» REQUIREMENTS
In the records below, locate the line containing "Locate the cabinet", then extract it and all following lines exactly, ending with the last line.

» DATASET CONTENT
╔══

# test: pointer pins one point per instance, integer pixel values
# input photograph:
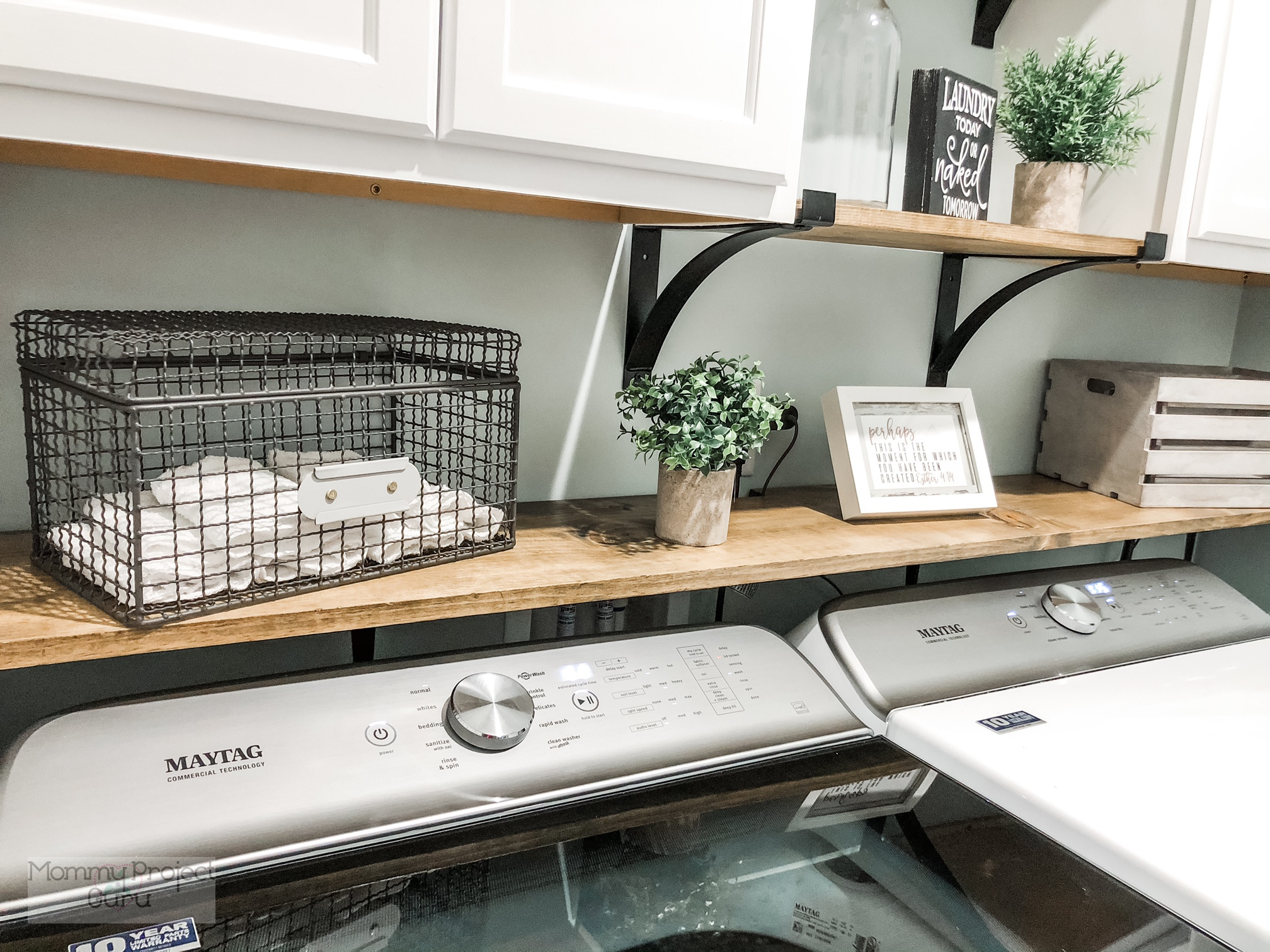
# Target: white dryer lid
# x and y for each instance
(1156, 772)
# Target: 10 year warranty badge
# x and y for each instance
(166, 937)
(1011, 722)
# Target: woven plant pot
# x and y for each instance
(1050, 195)
(692, 508)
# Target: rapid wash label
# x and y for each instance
(166, 937)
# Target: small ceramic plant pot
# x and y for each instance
(692, 508)
(1050, 195)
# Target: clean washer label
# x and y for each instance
(1011, 722)
(166, 937)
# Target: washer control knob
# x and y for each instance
(489, 711)
(1072, 607)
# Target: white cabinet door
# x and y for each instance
(1233, 202)
(353, 64)
(709, 88)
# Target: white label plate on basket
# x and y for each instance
(342, 492)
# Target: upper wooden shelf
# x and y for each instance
(590, 550)
(855, 225)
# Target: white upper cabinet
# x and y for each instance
(710, 88)
(687, 106)
(1202, 178)
(351, 64)
(1233, 190)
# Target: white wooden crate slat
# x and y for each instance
(1208, 462)
(1197, 427)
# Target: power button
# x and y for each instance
(380, 734)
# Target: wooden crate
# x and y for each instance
(1158, 434)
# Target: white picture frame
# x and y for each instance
(907, 451)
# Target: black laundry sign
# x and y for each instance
(950, 128)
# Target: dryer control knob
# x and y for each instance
(1072, 607)
(489, 711)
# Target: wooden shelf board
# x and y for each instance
(590, 550)
(856, 225)
(60, 155)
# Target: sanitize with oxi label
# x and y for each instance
(166, 937)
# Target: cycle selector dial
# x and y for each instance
(489, 711)
(1072, 607)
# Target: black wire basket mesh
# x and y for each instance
(186, 462)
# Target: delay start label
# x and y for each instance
(166, 937)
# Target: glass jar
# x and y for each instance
(851, 101)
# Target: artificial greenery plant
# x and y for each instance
(705, 417)
(1076, 111)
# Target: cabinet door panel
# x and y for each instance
(710, 88)
(1235, 191)
(353, 64)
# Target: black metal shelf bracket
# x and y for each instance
(949, 338)
(649, 316)
(987, 17)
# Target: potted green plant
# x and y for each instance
(702, 421)
(1062, 120)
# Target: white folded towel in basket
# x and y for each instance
(178, 562)
(225, 522)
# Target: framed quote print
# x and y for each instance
(907, 451)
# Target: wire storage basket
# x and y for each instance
(186, 462)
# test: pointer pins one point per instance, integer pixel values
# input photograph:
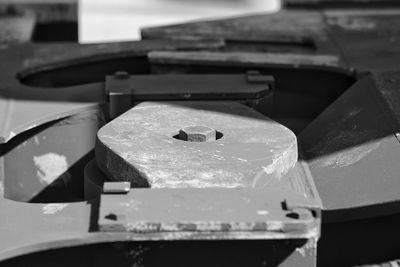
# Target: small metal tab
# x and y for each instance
(116, 187)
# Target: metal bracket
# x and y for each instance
(125, 90)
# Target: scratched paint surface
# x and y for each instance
(139, 147)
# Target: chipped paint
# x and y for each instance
(53, 208)
(353, 24)
(139, 146)
(50, 167)
(349, 156)
(282, 163)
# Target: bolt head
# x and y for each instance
(197, 133)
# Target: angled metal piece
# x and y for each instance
(124, 92)
(18, 116)
(355, 160)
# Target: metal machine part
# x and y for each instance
(335, 87)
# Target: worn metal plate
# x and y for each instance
(368, 39)
(141, 146)
(353, 150)
(212, 213)
(250, 59)
(192, 86)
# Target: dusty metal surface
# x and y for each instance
(25, 106)
(213, 213)
(139, 146)
(351, 147)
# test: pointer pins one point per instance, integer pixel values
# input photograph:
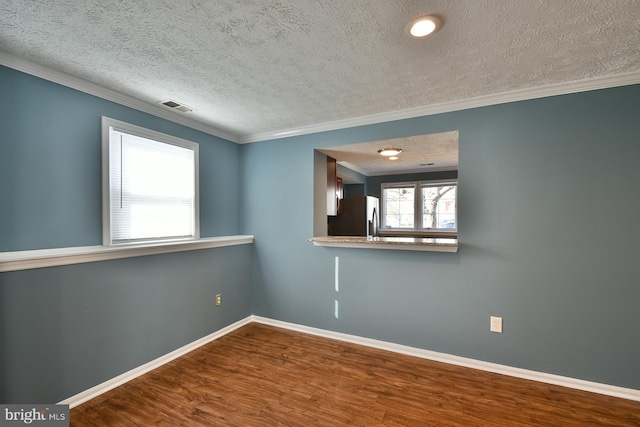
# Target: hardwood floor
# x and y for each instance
(260, 375)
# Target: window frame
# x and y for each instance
(107, 125)
(418, 225)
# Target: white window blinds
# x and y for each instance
(152, 189)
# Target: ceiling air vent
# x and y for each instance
(177, 106)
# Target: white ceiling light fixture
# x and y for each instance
(423, 26)
(390, 151)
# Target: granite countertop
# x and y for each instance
(401, 243)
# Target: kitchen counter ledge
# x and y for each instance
(397, 243)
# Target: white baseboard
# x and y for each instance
(609, 390)
(104, 387)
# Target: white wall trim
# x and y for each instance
(110, 95)
(605, 389)
(104, 387)
(446, 107)
(25, 260)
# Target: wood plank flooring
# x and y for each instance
(259, 375)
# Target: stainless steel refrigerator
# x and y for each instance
(359, 217)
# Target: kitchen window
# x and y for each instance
(419, 207)
(150, 186)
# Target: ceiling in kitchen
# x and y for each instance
(255, 69)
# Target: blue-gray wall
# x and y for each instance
(548, 236)
(547, 227)
(66, 329)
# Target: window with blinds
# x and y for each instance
(150, 185)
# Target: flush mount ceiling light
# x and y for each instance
(390, 151)
(423, 26)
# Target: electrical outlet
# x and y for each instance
(496, 324)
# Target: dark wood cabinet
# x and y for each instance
(334, 188)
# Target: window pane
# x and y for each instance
(399, 207)
(439, 207)
(152, 189)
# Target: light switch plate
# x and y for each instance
(496, 324)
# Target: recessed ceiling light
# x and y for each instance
(390, 151)
(423, 26)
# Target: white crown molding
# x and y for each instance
(104, 387)
(447, 107)
(39, 258)
(605, 389)
(110, 95)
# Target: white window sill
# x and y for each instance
(24, 260)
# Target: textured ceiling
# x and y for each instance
(249, 67)
(421, 153)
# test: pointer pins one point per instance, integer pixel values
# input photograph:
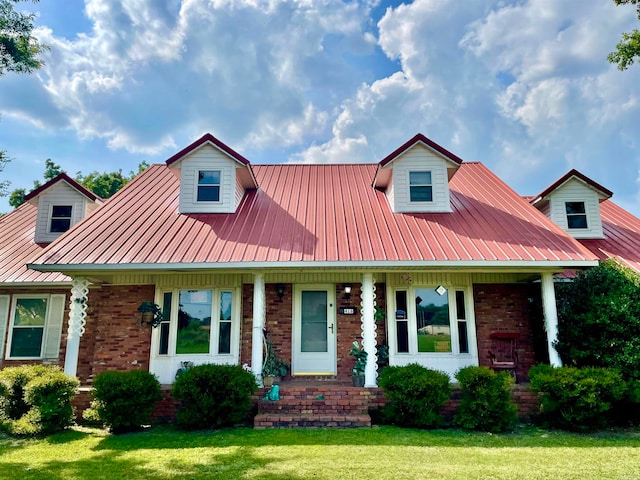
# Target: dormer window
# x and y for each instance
(576, 215)
(60, 218)
(208, 185)
(420, 187)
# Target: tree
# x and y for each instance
(103, 184)
(599, 319)
(628, 49)
(19, 49)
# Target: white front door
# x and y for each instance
(314, 330)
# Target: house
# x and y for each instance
(33, 304)
(446, 250)
(583, 209)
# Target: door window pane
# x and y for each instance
(28, 327)
(224, 338)
(194, 321)
(402, 326)
(432, 320)
(314, 322)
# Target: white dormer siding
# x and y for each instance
(58, 199)
(209, 159)
(575, 192)
(419, 159)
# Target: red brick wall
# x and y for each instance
(506, 308)
(63, 340)
(114, 340)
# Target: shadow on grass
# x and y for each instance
(168, 437)
(227, 465)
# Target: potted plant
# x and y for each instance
(273, 367)
(151, 313)
(357, 372)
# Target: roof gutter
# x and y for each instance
(365, 264)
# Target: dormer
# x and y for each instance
(573, 203)
(415, 178)
(62, 202)
(213, 177)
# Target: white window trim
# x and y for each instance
(219, 185)
(215, 325)
(48, 328)
(585, 215)
(453, 322)
(51, 217)
(409, 185)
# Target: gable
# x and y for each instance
(60, 207)
(574, 198)
(210, 182)
(419, 181)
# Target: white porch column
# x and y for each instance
(368, 325)
(259, 309)
(77, 321)
(550, 317)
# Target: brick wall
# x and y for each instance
(114, 339)
(507, 308)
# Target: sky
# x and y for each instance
(522, 86)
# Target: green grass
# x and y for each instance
(377, 453)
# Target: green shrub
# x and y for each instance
(124, 401)
(415, 395)
(213, 396)
(36, 399)
(485, 400)
(576, 398)
(599, 319)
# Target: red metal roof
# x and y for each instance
(622, 236)
(62, 177)
(17, 248)
(313, 213)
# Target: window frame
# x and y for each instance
(199, 185)
(53, 217)
(216, 321)
(412, 324)
(420, 185)
(584, 214)
(12, 326)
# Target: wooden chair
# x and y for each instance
(503, 354)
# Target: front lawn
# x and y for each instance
(377, 453)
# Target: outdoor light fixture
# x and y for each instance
(347, 292)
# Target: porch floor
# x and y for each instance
(311, 402)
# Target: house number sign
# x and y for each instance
(348, 311)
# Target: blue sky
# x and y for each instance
(522, 86)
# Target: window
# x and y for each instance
(60, 218)
(208, 186)
(436, 322)
(420, 187)
(576, 215)
(35, 326)
(193, 322)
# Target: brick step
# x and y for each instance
(270, 420)
(319, 408)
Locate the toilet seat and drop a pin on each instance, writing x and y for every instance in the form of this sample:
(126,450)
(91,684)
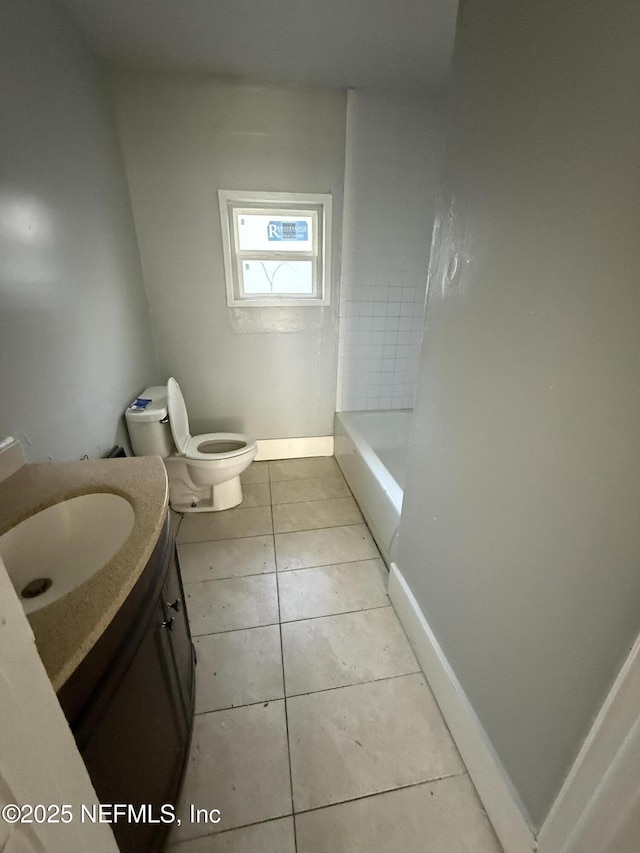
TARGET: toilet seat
(223,439)
(193,447)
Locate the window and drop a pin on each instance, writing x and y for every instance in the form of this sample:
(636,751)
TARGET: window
(276,248)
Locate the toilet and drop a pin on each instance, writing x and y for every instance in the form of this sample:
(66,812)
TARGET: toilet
(203,470)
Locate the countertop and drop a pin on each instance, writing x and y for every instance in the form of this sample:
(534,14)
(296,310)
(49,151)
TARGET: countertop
(66,630)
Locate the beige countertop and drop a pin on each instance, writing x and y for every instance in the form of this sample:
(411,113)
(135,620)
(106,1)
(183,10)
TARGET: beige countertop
(67,629)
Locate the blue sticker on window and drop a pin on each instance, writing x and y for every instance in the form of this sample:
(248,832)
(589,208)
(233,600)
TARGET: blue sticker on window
(277,231)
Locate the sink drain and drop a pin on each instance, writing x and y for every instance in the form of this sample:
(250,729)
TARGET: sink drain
(36,587)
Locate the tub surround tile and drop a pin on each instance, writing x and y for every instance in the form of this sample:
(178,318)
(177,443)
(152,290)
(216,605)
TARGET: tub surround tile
(309,548)
(256,494)
(276,836)
(257,472)
(230,524)
(226,558)
(238,668)
(316,489)
(237,764)
(303,469)
(306,593)
(433,817)
(360,740)
(345,649)
(232,603)
(313,515)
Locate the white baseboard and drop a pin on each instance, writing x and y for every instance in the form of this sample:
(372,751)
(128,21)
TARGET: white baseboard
(500,800)
(294,448)
(603,785)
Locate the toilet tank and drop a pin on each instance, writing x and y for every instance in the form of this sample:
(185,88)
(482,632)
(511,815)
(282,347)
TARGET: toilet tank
(148,428)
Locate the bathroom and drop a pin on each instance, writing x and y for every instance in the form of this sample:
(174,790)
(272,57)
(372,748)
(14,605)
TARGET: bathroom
(523,463)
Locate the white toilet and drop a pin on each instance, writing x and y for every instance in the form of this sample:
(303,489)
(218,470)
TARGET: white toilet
(203,470)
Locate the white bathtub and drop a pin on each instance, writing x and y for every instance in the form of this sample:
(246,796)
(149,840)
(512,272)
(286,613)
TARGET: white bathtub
(371,449)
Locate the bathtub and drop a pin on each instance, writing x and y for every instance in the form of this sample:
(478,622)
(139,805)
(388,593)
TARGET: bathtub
(371,450)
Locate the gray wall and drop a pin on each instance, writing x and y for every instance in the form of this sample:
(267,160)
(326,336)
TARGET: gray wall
(520,534)
(393,158)
(269,372)
(74,323)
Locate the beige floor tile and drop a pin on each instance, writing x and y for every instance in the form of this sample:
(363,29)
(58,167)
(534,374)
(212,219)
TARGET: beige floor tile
(312,515)
(229,524)
(345,649)
(257,472)
(435,817)
(232,603)
(309,548)
(365,739)
(226,558)
(303,469)
(238,668)
(316,489)
(276,836)
(305,593)
(256,494)
(237,764)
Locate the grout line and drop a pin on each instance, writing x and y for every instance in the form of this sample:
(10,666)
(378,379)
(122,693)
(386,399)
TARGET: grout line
(292,621)
(279,571)
(306,693)
(355,684)
(379,793)
(284,681)
(217,833)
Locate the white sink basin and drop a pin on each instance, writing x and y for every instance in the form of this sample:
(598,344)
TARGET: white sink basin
(65,544)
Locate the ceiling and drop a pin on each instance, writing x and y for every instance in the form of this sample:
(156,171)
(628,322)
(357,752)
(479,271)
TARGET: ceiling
(389,44)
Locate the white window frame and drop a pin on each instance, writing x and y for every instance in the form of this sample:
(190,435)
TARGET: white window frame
(317,205)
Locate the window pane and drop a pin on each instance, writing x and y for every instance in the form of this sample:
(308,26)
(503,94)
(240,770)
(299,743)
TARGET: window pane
(277,277)
(274,232)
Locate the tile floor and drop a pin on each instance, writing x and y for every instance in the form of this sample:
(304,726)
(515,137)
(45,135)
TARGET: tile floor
(315,729)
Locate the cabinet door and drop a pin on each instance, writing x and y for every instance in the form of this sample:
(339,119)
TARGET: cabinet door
(179,635)
(137,751)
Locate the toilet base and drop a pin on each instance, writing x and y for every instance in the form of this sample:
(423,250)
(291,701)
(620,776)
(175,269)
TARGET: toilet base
(185,496)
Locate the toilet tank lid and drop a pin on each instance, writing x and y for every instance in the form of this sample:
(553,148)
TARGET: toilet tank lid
(155,411)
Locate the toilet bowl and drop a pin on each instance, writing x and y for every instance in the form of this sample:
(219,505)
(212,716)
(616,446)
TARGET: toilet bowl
(203,470)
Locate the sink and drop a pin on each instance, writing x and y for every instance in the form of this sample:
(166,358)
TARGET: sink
(52,552)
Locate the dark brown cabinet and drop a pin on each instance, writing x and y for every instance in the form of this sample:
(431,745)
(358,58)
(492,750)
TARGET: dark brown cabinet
(130,703)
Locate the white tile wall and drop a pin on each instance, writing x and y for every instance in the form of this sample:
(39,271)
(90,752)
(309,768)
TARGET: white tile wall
(393,153)
(381,322)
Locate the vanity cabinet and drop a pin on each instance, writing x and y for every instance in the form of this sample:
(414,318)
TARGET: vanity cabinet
(130,702)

╚══

» FINAL RESULT
Locate the cabinet door and drop a pin on each instance, writing x and y for every instance in the form of this sample:
(339,119)
TARGET: cabinet door
(179,635)
(137,751)
Locate the toilet base and drop a pin on each instance, writing x and y for every instance in the form of this sample:
(423,250)
(291,701)
(620,776)
(175,269)
TARGET: toilet base
(185,496)
Locate the toilet tank lid and drop a pin on each instance, writing x and y for every instance in the form of this sample:
(553,148)
TARGET: toilet tank lid
(155,411)
Locate the toilet bowl and drop a pin on each instance, writing x and y for every instance in the form of this sample:
(219,505)
(212,716)
(616,446)
TARGET: toilet bowl
(203,470)
Locate the sink and drop a pin on each instance, writing x and y for every instance in the form of this sample:
(166,358)
TARGET: sink
(52,552)
Locate the dark brown cabinet and drop a pin on each instance, writing x and y for every instance in the form of this sample:
(431,745)
(358,58)
(492,750)
TARGET: dark brown cabinet
(130,703)
Locate the white tile wall and drop a pin on each instance, writing x and y for every instance in the form of this sample:
(39,271)
(90,752)
(309,768)
TARGET: white tile wall
(393,153)
(381,322)
Locate the vanity cabinet and drop a pin on each instance, writing x and y for every instance in the form of this sample:
(414,318)
TARGET: vanity cabinet
(130,702)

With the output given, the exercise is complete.